START Task data

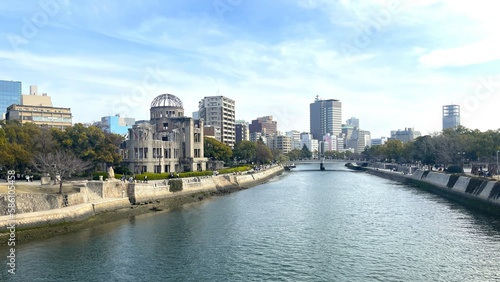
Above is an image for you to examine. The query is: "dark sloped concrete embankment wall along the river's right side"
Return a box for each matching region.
[367,169,500,215]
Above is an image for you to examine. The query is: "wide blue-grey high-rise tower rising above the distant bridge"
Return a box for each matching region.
[309,96,342,140]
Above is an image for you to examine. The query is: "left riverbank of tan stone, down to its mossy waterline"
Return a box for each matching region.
[0,166,283,245]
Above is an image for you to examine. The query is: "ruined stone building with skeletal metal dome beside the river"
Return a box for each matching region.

END Task data

Scan the data above and copy every line with "examine" in it.

### Answer to the exercise
Above is an image for you to examine. The query is: "dark sloped concrete embankment wall along the river's right side"
Above is an image for you to examine. The query is: "wide blue-grey high-rise tower rising above the distant bridge"
Above is an image for you to examine. The query is: "left riverbank of tan stone, down to its mossy waterline"
Above is an image for you to examine. The query is: "ruined stone building with skeletal metal dome beside the river"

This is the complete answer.